### SHORT EXERCISE A
Reproduce the pension fund article between "Joseph F. McGowan, director" and "Labor Department investigators.", inclusive, substituting "ongoing investigations" for "current investigations".

--- BEGIN READING TEXT ---

The Labor Department has subpoenaed records from a union pension fund as part of a criminal investigation into real estate deals between the fund and Terence R. McAuliffe, who served as President Clinton's chief fund-raiser in the 1996 campaign. Investigators from the department's Office of the Inspector General last month ordered the National Electrical Benefit Fund to turn over documents involving a series of risky central Florida real estate ventures it entered into with McAuliffe, sources close to the probe said.

The $6 billion pension fund, which is jointly managed by the International Brotherhood of Electrical Workers (IBEW) and a management group, the National Electrical Contractors Association (NECA), invested close to $50 million in McAuliffe's companies without requiring McAuliffe to put up any of his own money.

The Labor Department investigation is the latest in a series of federal probes that have dogged McAuliffe in recent months. McAuliffe, who raised a record $43 million for the Clinton-Gore '96 campaign and served as the Democratic National Committee's finance chairman in 1994, is a key figure in the ongoing federal investigation into illegal fund-raising by the Teamsters union. He also has been questioned by congressional and Justice Department investigators probing presidential campaign finance abuses.

Joseph F. McGowan, director of policy for the Labor Department's Office of the Inspector General, said the agency can't comment on current investigations, but IBEW spokesman C. James Spellane confirmed that the fund has been subpoenaed and is in the process of turning over the relevant documents to Labor Department investigators.

"We're cooperating fully with the investigation because we feel the Labor Department will find that nothing improper occurred," he said.

McAuliffe's benefactor at the pension fund was Jack F. Moore, then the IBEW's international secretary and trustee of the fund. Sources close to the probe by the IG's labor racketeering division say the investigators are particularly interested in whether Moore gave McAuliffe financial backing for his business while receiving access to the Clinton White House. But John Grau, NECA's executive vice president and pension fund trustee, said, "The IBEW gives so much money to the Democratic Party that they don't need Terry McAuliffe to get into the White House."

Moore also was the treasurer of the union's political action committee, which donated close to $2.5 million to Democratic candidates and party organizations in the 1996 campaign.

--- END READING TEXT ---
--- BEGIN INFORMATION SHOWN ---

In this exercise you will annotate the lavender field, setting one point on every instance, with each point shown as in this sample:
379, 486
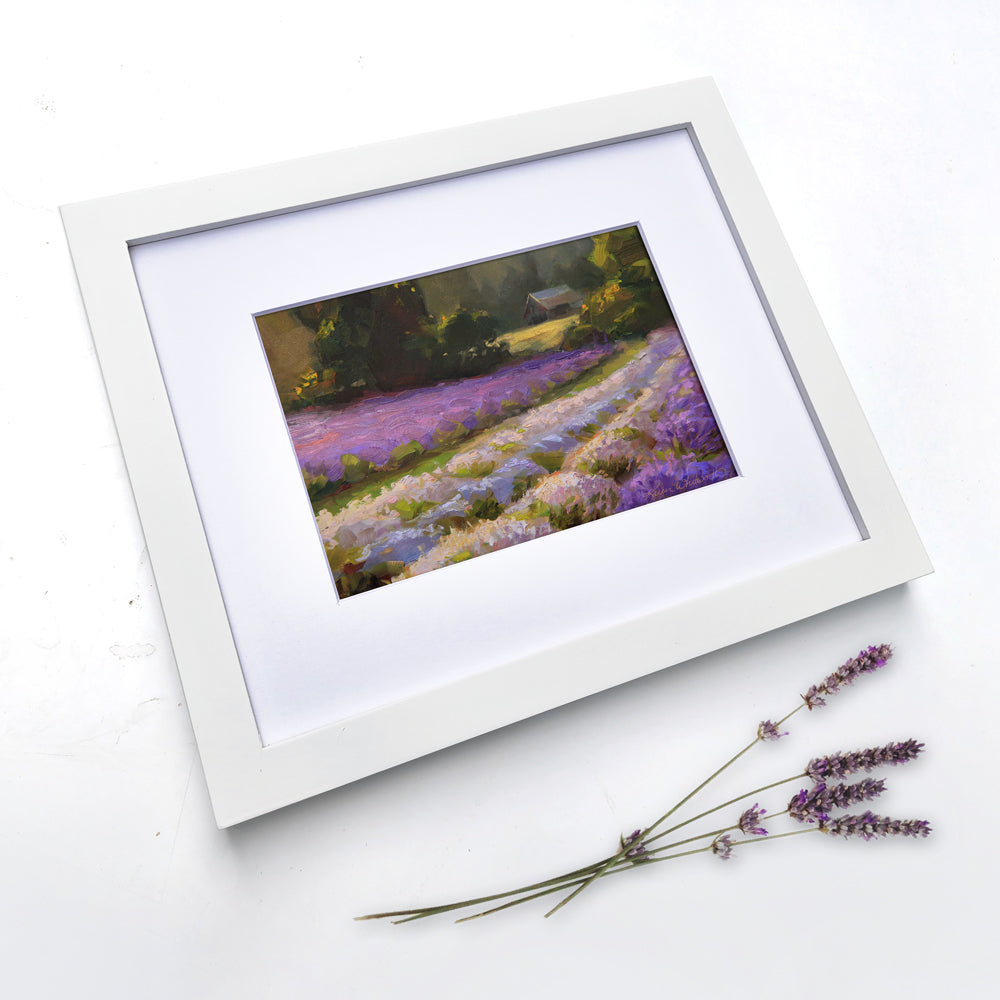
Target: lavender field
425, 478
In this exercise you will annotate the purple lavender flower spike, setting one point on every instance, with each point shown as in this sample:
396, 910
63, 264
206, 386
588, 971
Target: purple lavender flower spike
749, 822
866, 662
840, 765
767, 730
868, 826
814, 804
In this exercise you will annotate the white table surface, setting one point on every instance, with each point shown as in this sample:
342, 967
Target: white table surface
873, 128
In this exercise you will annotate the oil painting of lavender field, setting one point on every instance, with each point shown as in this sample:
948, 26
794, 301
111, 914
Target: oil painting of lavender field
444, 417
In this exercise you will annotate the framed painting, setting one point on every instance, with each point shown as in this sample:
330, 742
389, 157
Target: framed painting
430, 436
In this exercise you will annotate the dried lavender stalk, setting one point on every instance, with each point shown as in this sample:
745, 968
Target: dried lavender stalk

--- END INFORMATION SHOWN ---
--- BEGIN INFORMATION SHOWN ---

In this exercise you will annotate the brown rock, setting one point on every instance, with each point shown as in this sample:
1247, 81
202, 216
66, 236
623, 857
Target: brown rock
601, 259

--- END INFORMATION SHOWN ---

### SHORT EXERCISE B
Please rewrite the rows between the lines holding "In this exercise you will annotate the oil" and "Target: dried lavender stalk", inclusive, as a Markdown table with the columns No. and Text, numbering each line and leaving out blank lines.

### TASK ANSWER A
Joseph F. McGowan, director of policy for the Labor Department's Office of the Inspector General, said the agency can't comment on ongoing investigations, but IBEW spokesman C. James Spellane confirmed that the fund has been subpoenaed and is in the process of turning over the relevant documents to Labor Department investigators.

### TASK ANSWER B
| No. | Text |
|---|---|
| 1 | In this exercise you will annotate the oil painting of lavender field, setting one point on every instance, with each point shown as in this sample: |
| 2 | 948, 26 |
| 3 | 794, 301 |
| 4 | 111, 914 |
| 5 | Target: oil painting of lavender field |
| 6 | 444, 417 |
| 7 | In this exercise you will annotate the framed painting, setting one point on every instance, with each point shown as in this sample: |
| 8 | 330, 742 |
| 9 | 389, 157 |
| 10 | Target: framed painting |
| 11 | 430, 436 |
| 12 | In this exercise you will annotate the dried lavender stalk, setting one point on every instance, with each point shown as in this sample: |
| 13 | 745, 968 |
| 14 | Target: dried lavender stalk |